EXCERPTED DATA:
"""

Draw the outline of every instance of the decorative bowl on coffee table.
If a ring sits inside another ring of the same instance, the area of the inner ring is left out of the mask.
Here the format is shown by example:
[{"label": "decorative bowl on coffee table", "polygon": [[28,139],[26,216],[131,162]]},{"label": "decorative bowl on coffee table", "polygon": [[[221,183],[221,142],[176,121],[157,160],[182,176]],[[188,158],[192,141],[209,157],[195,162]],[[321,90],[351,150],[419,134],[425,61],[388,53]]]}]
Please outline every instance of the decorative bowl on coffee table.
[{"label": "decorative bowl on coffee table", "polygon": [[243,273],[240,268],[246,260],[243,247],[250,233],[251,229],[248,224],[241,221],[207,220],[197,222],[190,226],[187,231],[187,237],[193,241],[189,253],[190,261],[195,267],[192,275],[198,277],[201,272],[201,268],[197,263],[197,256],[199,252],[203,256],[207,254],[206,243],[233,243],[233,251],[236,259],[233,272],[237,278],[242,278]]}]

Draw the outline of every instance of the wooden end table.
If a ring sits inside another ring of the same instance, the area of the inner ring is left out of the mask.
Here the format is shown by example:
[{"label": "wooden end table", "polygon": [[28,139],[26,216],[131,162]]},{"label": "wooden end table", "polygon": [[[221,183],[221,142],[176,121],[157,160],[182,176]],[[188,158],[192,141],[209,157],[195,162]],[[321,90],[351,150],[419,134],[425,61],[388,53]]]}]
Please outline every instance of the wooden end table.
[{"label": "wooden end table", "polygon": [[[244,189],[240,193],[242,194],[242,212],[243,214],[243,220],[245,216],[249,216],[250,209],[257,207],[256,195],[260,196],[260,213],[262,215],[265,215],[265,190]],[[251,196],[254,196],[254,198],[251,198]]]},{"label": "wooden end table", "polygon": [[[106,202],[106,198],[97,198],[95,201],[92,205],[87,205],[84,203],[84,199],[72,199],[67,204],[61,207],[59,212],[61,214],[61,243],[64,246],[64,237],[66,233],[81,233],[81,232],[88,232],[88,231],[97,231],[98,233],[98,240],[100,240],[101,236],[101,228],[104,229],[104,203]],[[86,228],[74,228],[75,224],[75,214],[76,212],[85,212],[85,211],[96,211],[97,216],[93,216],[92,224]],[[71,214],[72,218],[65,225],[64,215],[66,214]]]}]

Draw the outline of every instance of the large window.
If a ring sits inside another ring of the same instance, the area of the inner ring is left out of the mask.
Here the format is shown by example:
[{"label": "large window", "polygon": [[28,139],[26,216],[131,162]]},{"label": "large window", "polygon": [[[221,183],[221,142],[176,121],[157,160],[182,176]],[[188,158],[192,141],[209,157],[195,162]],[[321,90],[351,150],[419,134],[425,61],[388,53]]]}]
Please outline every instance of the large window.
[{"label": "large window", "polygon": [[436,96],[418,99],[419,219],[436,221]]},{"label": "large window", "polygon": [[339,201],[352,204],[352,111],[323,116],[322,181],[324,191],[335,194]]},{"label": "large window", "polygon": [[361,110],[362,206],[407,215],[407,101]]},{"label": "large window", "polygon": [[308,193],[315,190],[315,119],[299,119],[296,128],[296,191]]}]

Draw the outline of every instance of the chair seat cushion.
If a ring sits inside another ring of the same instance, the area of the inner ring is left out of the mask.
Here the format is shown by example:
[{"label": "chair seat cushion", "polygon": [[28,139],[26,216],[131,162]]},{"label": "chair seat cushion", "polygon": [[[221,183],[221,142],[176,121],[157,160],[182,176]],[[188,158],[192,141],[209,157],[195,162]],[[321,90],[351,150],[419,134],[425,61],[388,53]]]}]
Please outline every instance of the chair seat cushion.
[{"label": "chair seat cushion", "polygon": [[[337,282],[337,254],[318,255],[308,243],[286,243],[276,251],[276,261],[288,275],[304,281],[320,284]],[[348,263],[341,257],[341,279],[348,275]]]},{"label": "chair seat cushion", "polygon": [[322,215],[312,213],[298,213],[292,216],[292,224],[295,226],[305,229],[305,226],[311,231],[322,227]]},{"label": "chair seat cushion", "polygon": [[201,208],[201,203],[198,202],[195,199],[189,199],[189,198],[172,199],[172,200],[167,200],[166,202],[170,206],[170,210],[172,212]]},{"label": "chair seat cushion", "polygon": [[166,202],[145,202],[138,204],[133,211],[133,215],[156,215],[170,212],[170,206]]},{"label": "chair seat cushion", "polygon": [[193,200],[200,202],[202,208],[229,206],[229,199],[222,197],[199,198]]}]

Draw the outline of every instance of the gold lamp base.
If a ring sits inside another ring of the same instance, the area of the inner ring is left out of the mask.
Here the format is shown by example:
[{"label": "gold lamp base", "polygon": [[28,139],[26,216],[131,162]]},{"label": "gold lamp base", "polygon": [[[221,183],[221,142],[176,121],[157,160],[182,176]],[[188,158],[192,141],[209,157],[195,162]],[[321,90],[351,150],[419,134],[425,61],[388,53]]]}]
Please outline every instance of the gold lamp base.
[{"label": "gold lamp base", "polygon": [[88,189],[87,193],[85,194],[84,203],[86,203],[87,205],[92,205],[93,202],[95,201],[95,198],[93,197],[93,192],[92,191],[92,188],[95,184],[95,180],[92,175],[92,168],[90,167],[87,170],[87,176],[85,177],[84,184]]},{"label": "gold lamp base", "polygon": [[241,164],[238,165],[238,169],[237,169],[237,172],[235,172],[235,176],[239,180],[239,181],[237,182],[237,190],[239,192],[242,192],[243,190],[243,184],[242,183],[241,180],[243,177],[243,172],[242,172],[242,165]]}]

"""

AIM: Put every line of the data above into a numbered list, leaving out any blank lines.

TASK RESULT:
1. Draw the outline of every instance of the decorative bowl on coffee table.
2. If a ring sits inside another ring of the same instance, the area of the inner ring is left out of the mask.
3. Here the format is shown by example:
4. [{"label": "decorative bowl on coffee table", "polygon": [[28,139],[26,216],[131,162]]},{"label": "decorative bowl on coffee table", "polygon": [[[221,183],[221,142],[176,121],[157,160],[182,176]],[[188,158],[192,141],[209,157],[195,162]],[[321,90],[351,150],[419,134],[425,61],[388,53]]]}]
5. Please outline every instance of the decorative bowl on coffee table.
6. [{"label": "decorative bowl on coffee table", "polygon": [[243,273],[240,268],[246,260],[243,247],[250,233],[251,229],[248,224],[241,221],[207,220],[197,222],[190,226],[187,231],[187,237],[193,241],[189,253],[190,261],[195,267],[192,275],[198,277],[201,272],[201,268],[197,263],[197,256],[199,252],[203,256],[207,254],[206,243],[233,243],[233,251],[236,259],[233,272],[237,278],[242,278]]}]
7. Draw the outline of every instance of the wooden end table.
8. If a ring sits inside another ring of the same instance, the area of the inner ring is left out of the mask.
9. Here the format is shown by example:
10. [{"label": "wooden end table", "polygon": [[28,139],[26,216],[131,162]]},{"label": "wooden end table", "polygon": [[[221,183],[221,142],[176,121],[157,160],[182,176]],[[188,158],[192,141],[209,157],[195,162]],[[321,90],[351,150],[419,134],[425,61],[388,53]]]}]
11. Please outline every instance of the wooden end table.
12. [{"label": "wooden end table", "polygon": [[[244,189],[240,193],[242,194],[242,212],[243,214],[243,220],[245,216],[249,216],[250,209],[257,207],[256,195],[260,196],[260,213],[262,215],[265,215],[265,190]],[[251,196],[254,196],[254,198],[251,198]]]},{"label": "wooden end table", "polygon": [[[106,202],[106,198],[97,198],[95,201],[92,205],[87,205],[84,203],[84,199],[72,199],[67,204],[61,207],[59,212],[61,214],[61,243],[64,246],[64,237],[66,233],[81,233],[81,232],[88,232],[88,231],[97,231],[98,233],[98,240],[100,240],[101,236],[101,228],[104,229],[104,203]],[[86,228],[74,228],[75,224],[75,214],[76,212],[85,212],[85,211],[96,211],[97,216],[93,216],[92,224]],[[71,214],[72,218],[65,225],[64,215],[66,214]]]}]
13. Draw the outline of every instance of the large window.
14. If a ring sits inside another ring of the same instance, the area of the inner ring is left out of the mask.
15. Here the format is shown by example:
16. [{"label": "large window", "polygon": [[28,139],[26,216],[131,162]]},{"label": "large window", "polygon": [[[221,183],[221,142],[176,121],[157,160],[182,176]],[[188,158],[192,141],[209,157],[195,162]],[[321,90],[351,150],[419,134],[425,61],[388,53]]]}]
17. Please outline every instance of the large window.
18. [{"label": "large window", "polygon": [[436,96],[418,99],[419,219],[436,221]]},{"label": "large window", "polygon": [[339,201],[352,204],[352,111],[323,116],[322,181],[324,191],[335,194]]},{"label": "large window", "polygon": [[361,110],[362,206],[407,215],[407,101]]},{"label": "large window", "polygon": [[308,193],[315,190],[315,119],[299,119],[296,128],[296,191]]}]
19. Draw the outline of every instance of the chair seat cushion.
20. If a ring sits inside another ring of the same instance, the area of the inner ring is left out of the mask.
21. Here the format is shown by example:
22. [{"label": "chair seat cushion", "polygon": [[28,139],[26,216],[131,162]]},{"label": "chair seat cushion", "polygon": [[[221,183],[221,142],[176,121],[157,160],[182,176]],[[188,158],[192,141],[209,157],[195,162]],[[321,90],[351,150],[419,134],[425,61],[388,53]]]}]
23. Please outline every instance of the chair seat cushion.
24. [{"label": "chair seat cushion", "polygon": [[[337,282],[337,254],[318,255],[308,243],[286,243],[276,251],[276,261],[288,275],[304,281],[320,284]],[[348,263],[341,257],[341,279],[348,275]]]},{"label": "chair seat cushion", "polygon": [[322,215],[312,213],[298,213],[292,216],[292,224],[295,226],[305,229],[305,226],[311,231],[322,227]]},{"label": "chair seat cushion", "polygon": [[201,208],[201,203],[198,202],[195,199],[189,199],[189,198],[172,199],[172,200],[167,200],[166,202],[170,206],[170,210],[172,212]]},{"label": "chair seat cushion", "polygon": [[166,202],[145,202],[138,204],[133,211],[133,215],[156,215],[170,212],[170,206]]},{"label": "chair seat cushion", "polygon": [[193,200],[200,202],[202,208],[229,206],[229,199],[222,197],[199,198]]}]
25. Draw the outline of every instance of the gold lamp base.
26. If a ring sits inside another ring of the same instance, the area of the inner ring is left out of the mask.
27. Here the format is shown by example:
28. [{"label": "gold lamp base", "polygon": [[28,139],[26,216],[131,162]]},{"label": "gold lamp base", "polygon": [[[221,183],[221,142],[176,121],[157,160],[182,176]],[[188,158],[192,141],[209,157],[195,162]],[[321,90],[351,150],[419,134],[425,61],[388,53]]]}]
29. Please outline every instance of the gold lamp base.
30. [{"label": "gold lamp base", "polygon": [[88,189],[87,193],[85,194],[84,203],[86,203],[87,205],[92,205],[93,202],[95,201],[95,198],[93,197],[93,192],[92,191],[92,188],[95,184],[95,180],[92,175],[92,168],[90,167],[87,170],[87,176],[85,177],[84,184]]},{"label": "gold lamp base", "polygon": [[241,164],[238,165],[238,169],[237,169],[237,172],[235,172],[235,176],[239,180],[239,181],[237,182],[237,190],[239,192],[242,192],[243,190],[243,184],[242,183],[241,180],[243,177],[243,172],[242,172],[242,165]]}]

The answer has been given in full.